Seit vergangenem Juni läuft die Ausstellung "Freiburg und Kolonialismus" im dortigen Augustinermuseum. Parallel dazu gab es bis vor Kurzem im Museum Natur und Mensch "Handle with care. Sensible Objekte der ethnologischen Sammlung" zu sehen. Beide Ausstellungen bewegen sich in einem Spannungsfeld: Denn die Auswirkungen des Kolonialismus sollen beleuchtet werden, ohne dabei Stereotypen weiter zu tradieren. Entsprechend sensibel ist der Umgang mit den ausgestellten Objekten: Vielen müssen sich Besucher:innen erst annähern, um sie beispielsweise in einem Kasten zu betrachten.
In beiden Museen sind oder waren Bronzeplatten aus dem nigerianischen Königreich Benin ausgestellt. Seit dem Start im Juni ist hier einiges in Bewegung geraten: Kulturstaatsministerin Claudia Roth und Außenministerin Annalena Baerbock (beide Grüne) haben eine Vereinbarung zur Rückgabe von Benin-Bronzen unterzeichnet. Im Dezember hat das Land Baden-Württemberg dem nigerianischen Staat die ersten von 70 Objekten zurückerstattet, darunter eine Elfenbein-Maske aus dem Stuttgarter Linden-Museum.

* **Bereitgestellte Datensätze**
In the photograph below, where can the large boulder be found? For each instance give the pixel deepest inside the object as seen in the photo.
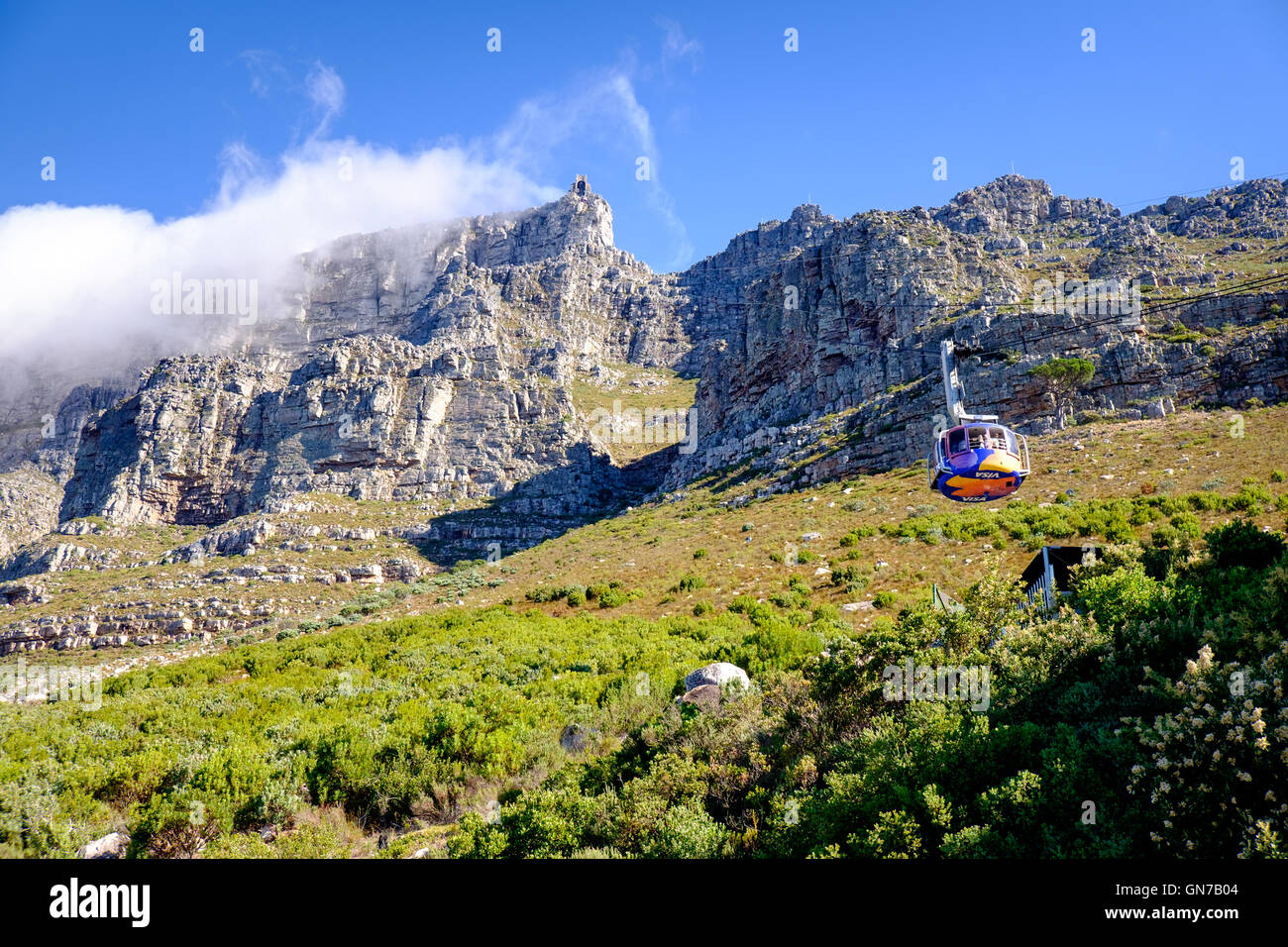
(703, 697)
(111, 845)
(717, 673)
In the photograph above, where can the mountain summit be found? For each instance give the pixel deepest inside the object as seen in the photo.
(468, 361)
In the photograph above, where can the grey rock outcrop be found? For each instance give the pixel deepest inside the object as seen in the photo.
(454, 361)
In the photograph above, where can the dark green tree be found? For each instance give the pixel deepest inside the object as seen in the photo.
(1063, 377)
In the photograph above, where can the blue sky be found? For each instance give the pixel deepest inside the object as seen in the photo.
(738, 129)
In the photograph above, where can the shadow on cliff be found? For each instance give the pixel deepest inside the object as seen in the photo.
(585, 489)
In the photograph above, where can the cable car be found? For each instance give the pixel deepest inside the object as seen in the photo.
(977, 463)
(979, 459)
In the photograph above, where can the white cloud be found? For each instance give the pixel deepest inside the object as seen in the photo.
(75, 282)
(677, 46)
(80, 277)
(601, 108)
(326, 90)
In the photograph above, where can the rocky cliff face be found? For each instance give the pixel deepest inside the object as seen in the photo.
(465, 361)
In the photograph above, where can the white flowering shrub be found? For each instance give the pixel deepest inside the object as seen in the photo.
(1218, 767)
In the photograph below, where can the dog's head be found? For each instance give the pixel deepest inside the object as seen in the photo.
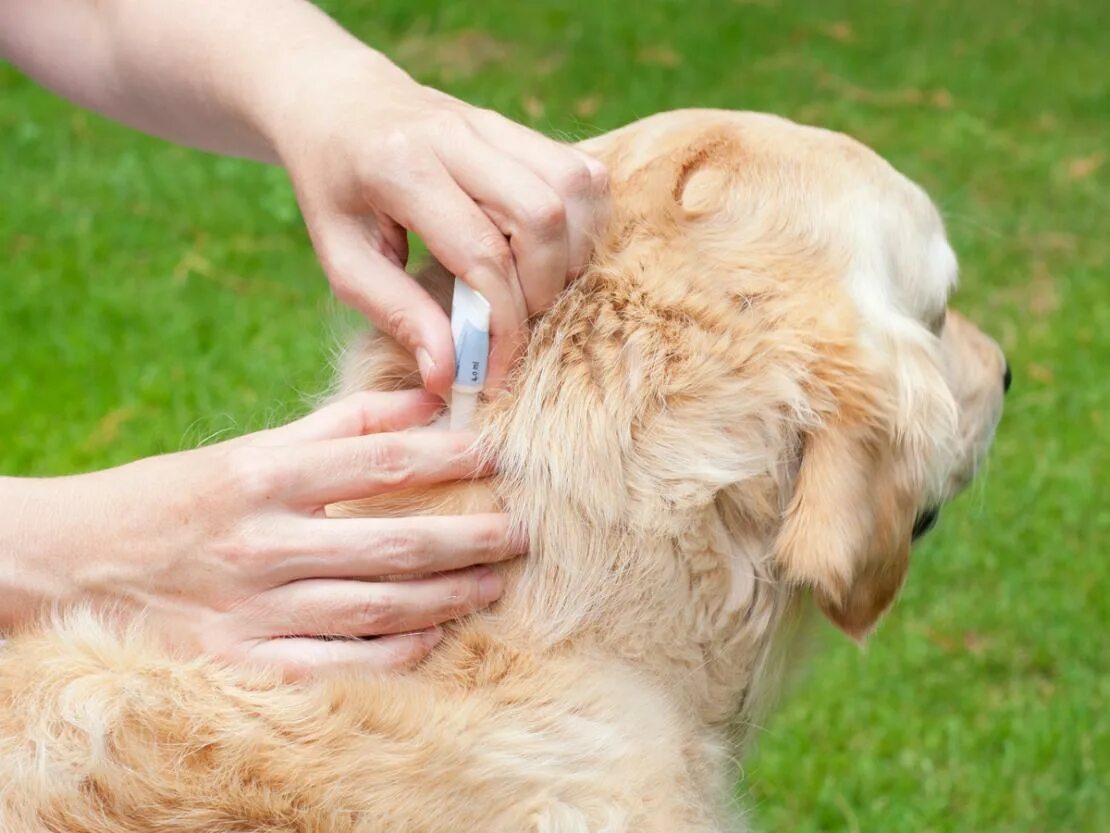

* **Aufgabenstellung**
Nenne alle Museen, die im Textauszug namentlich genannt werden.

* **Ergebnis**
- Augustinermuseum
- Museum Natur und Mensch
- Linden-Museum (Stuttgart)